INFORMATION START
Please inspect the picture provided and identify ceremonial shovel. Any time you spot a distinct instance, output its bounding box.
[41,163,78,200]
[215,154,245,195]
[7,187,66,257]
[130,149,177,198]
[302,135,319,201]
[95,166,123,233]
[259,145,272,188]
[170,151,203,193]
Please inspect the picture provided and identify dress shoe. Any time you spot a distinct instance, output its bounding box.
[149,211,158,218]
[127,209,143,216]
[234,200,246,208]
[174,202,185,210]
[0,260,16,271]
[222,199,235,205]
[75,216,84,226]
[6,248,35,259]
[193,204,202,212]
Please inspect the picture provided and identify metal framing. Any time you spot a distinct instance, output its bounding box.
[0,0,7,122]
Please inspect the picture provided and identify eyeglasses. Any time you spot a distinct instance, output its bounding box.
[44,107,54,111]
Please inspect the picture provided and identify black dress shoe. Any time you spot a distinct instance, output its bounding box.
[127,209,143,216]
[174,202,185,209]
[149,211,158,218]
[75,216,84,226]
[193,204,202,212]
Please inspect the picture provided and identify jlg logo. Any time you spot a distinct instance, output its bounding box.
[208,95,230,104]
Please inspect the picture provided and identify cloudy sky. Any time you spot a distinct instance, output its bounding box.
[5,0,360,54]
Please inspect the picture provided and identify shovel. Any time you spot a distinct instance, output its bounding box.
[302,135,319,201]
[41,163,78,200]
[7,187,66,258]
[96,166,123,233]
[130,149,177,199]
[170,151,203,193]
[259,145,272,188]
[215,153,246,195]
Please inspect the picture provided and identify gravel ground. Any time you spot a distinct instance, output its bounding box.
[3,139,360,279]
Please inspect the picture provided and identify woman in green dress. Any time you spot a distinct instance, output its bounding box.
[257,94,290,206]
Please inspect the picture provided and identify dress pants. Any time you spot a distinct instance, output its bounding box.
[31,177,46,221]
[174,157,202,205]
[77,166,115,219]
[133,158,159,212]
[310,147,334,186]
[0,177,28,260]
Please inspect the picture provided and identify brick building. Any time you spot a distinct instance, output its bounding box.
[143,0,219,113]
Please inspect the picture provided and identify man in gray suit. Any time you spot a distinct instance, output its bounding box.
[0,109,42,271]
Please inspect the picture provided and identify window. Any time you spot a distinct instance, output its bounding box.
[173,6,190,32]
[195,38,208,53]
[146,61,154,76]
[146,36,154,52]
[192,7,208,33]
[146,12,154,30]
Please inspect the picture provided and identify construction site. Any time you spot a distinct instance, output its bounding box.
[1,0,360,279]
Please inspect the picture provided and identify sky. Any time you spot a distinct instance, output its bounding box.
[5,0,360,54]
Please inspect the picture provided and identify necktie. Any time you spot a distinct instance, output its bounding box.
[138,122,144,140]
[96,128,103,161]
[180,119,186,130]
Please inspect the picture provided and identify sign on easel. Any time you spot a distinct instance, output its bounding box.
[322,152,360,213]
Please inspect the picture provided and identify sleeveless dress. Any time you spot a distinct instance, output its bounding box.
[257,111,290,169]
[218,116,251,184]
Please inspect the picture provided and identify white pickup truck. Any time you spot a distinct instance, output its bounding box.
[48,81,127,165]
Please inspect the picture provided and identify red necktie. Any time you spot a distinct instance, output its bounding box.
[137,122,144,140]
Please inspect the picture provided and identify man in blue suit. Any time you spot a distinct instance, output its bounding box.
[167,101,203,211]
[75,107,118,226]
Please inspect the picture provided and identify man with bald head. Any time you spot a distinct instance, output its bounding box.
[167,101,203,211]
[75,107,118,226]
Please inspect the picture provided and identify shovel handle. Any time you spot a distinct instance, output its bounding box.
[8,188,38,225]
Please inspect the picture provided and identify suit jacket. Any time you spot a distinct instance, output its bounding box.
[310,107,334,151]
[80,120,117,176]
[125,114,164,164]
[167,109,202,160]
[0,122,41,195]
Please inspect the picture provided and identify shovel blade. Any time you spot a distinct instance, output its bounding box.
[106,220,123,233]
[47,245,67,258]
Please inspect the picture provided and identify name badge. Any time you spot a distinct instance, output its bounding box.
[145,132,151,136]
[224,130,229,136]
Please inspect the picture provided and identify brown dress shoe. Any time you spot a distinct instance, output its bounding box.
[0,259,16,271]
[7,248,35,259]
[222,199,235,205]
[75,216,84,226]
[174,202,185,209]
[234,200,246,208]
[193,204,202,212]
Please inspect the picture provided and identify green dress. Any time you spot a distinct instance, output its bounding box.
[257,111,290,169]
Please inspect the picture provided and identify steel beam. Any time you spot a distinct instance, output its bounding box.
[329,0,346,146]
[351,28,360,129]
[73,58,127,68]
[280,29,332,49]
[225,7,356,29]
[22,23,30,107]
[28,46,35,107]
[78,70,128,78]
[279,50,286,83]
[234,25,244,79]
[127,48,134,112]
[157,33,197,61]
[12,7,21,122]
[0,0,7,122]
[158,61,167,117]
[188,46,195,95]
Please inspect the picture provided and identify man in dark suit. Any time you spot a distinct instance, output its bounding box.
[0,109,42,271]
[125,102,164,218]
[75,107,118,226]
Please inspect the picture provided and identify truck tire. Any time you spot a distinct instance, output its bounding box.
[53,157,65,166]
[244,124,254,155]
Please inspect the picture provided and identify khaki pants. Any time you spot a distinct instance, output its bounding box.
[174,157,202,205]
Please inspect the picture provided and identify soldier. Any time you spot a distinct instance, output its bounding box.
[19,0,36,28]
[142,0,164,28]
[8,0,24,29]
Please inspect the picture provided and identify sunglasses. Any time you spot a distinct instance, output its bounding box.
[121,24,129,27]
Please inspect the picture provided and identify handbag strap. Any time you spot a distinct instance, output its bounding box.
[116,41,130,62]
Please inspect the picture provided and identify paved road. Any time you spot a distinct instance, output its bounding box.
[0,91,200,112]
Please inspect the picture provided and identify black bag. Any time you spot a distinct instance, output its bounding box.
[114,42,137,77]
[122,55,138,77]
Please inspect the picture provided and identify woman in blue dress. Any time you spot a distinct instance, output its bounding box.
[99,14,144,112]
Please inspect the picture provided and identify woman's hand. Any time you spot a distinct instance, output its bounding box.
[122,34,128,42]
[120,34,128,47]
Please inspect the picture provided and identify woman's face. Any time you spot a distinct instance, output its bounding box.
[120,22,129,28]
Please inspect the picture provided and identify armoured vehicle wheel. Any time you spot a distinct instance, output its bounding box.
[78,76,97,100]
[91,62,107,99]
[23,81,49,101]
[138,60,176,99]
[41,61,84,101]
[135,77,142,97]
INFORMATION END
_TASK PROMPT_
Everything in the listing is to be restated exactly.

_RESULT_
Please inspect the picture provided and identify ceremonial shovel. Any time you spot a distinct instance, output its bounding box.
[41,163,78,200]
[215,154,245,195]
[7,187,66,257]
[130,149,177,198]
[302,135,319,201]
[95,166,123,233]
[259,145,272,188]
[170,151,203,193]
Please inspect the picture provided and identify dress shoe. Any time you spot a distinct instance, output its bounding box.
[149,211,158,218]
[127,209,143,216]
[234,200,246,208]
[174,202,185,210]
[0,260,16,271]
[222,199,235,205]
[75,216,84,226]
[6,248,35,259]
[193,204,202,212]
Please inspect the picture provided and identify metal framing. Any time you spot a distinct instance, output its bounding box.
[0,0,7,122]
Please inspect the picture provided and identify eyeglasses. Any time you spot a distinct instance, output its bounding box.
[44,107,54,111]
Please inspect the picture provided and identify black dress shoe. Any time you spot a distinct instance, output its bounding box.
[127,209,143,216]
[174,202,185,209]
[149,211,158,218]
[75,216,84,226]
[193,204,202,212]
Please inspect the picture provided and identify jlg logo. Any time you spot a distinct instance, output its bounding box.
[208,95,230,104]
Please inspect the picture provided and identify cloudy sky. Any time you spot a distinct instance, output its bounding box.
[5,0,360,54]
Please inspect the picture provided and identify shovel. Any time you spot a distinct instance, output its bounding box.
[302,135,319,201]
[41,163,78,200]
[7,187,66,258]
[96,166,123,233]
[130,149,177,199]
[170,151,203,193]
[259,145,272,188]
[215,153,246,195]
Please inspect the picture provided and identify gravel ground. Any time you spot a distinct instance, output its bounding box.
[3,139,360,279]
Please inspect the picture provided and identify woman in green dress. Any time you spot a distinct instance, output its bounding box.
[257,94,290,206]
Please inspect the picture provided and identify dress pants. Any time you spot a distinct instance, output its bounding box.
[31,177,46,221]
[174,157,202,205]
[77,166,115,219]
[133,158,159,212]
[310,147,334,186]
[0,177,28,260]
Please inspect the picture provided and identify brick building. Any time you spot a distinct instance, output its bounding box.
[143,0,219,113]
Please inspect the picture provided and identify man in gray suit. Any time you spot a distinct instance, output its bounding box.
[0,109,42,271]
Please inspect the picture provided and identify window. Any time you spot a distinct instance, output its bounding box.
[173,6,190,32]
[195,38,208,53]
[146,61,154,76]
[146,36,154,52]
[192,7,208,33]
[146,12,154,30]
Please inspect the picture provided and identify construction site. Any time you spot a distinct instance, output its bounding box.
[1,0,360,279]
Please inspect the picture provided and identify sky. Any time you spot a distinct instance, output its bounding box.
[5,0,360,54]
Please inspect the picture provided and identify necktie. Any time you spot a distinct instance, output its bounding box.
[138,122,144,140]
[96,128,103,161]
[180,119,186,130]
Please inspect the picture provided and identify sign on easel. Any time you spot a distinct instance, output its bounding box.
[322,152,360,213]
Please inspect the picture provided and identify sleeveless dress. Any time you spot a distinct instance, output its bounding box.
[257,111,290,169]
[218,116,251,184]
Please inspect the picture provided and identify white pickup truck. Any time you spot a distinct instance, output its bounding box.
[48,81,127,165]
Please inspect the picture provided and identify red necktie. Any time you spot a distinct instance, output its bounding box.
[137,122,144,140]
Please inspect the picture provided and identify man in blue suit. Any time you spot a distinct instance, output its bounding box.
[167,101,203,211]
[75,107,118,226]
Please inspect the picture provided and identify man with bald head. Any time you spot a distinct instance, output its bounding box.
[167,101,203,211]
[75,107,118,226]
Please inspect the picture provided and identify shovel handle. Any time you spot a distinct instance, output its bounding box.
[8,188,38,225]
Please inspect the picture provided and identify suit jacket. Any time you spot a distinct instance, output its bounding box.
[310,107,334,151]
[80,120,117,176]
[125,114,164,164]
[167,109,202,160]
[0,122,41,195]
Please inspect the picture provided and identify shovel blade. Any time you spot a distinct instance, output its bounding box.
[106,220,123,233]
[47,245,67,258]
Please inspect the picture provided and identify name badge. Any time you spot a distinct instance, output its bounding box.
[145,132,151,136]
[224,130,229,136]
Please inspect the picture provided and identify brown dress shoe. Any time you spot a distinct instance, output its bounding box.
[0,259,16,271]
[7,248,35,259]
[222,199,235,205]
[75,216,84,226]
[174,202,185,209]
[234,200,246,208]
[193,204,202,212]
Please inspect the picture provided and identify green dress. Any time you spot a distinct instance, output its bounding box.
[257,111,290,169]
Please inspect the picture provided and identify steel beam. Any time you spot a distinct instance, output its bounding box.
[329,0,346,146]
[351,28,360,129]
[73,58,127,68]
[280,29,332,49]
[225,7,356,29]
[22,23,30,107]
[28,46,35,107]
[78,70,128,78]
[279,50,286,83]
[234,25,244,79]
[127,48,134,112]
[157,33,197,61]
[12,7,21,122]
[0,0,7,122]
[158,61,167,117]
[188,46,195,95]
Please inspect the picture provided and identify man in dark suit. Any time you spot a distinct instance, output its bounding box.
[0,109,42,271]
[125,102,164,218]
[75,107,118,226]
Please inspect the picture provided and identify truck tire. Any time you spot a distinct instance, output its bounding box.
[53,157,65,166]
[244,124,254,155]
Please inspect the picture provided and identify khaki pants. Any time you spot a distinct instance, output its bounding box.
[174,157,202,205]
Please inspect the picture provided and identify soldier. Any time you spot a distinct instance, output its bounding box.
[19,0,36,28]
[142,0,164,28]
[8,0,24,29]
Please inspect the picture provided and identify sunglasses. Any time you spot a distinct instance, output its bounding box.
[121,24,129,27]
Please inspect the picture provided and identify handbag strap. Any time you spot a distinct instance, output its bounding box.
[116,41,130,62]
Please inspect the picture provided and identify paved road. Any time you spot a distinct instance, output its bounding box.
[0,91,200,112]
Please inspect the picture provided and identify black bag. Any time you spot a distinct instance, output its bounding box.
[114,42,137,77]
[122,55,138,77]
Please inspect the picture provided and identify woman in blue dress. Any time you spot a distinct instance, output its bounding box.
[99,14,144,112]
Please inspect the picture provided and identify woman's hand. Any time you spot a distinct instance, output its bounding box.
[122,34,128,42]
[120,34,128,47]
Please inspect the picture provided and identify woman's face. Any time you spot a distinct instance, output its bounding box.
[120,22,129,28]
Please inspect the picture provided and identify armoured vehicle wheel. Any time you spot a distinct instance, output its bounding box.
[78,76,97,100]
[91,62,107,99]
[23,81,49,101]
[138,60,176,99]
[41,61,84,101]
[135,77,142,97]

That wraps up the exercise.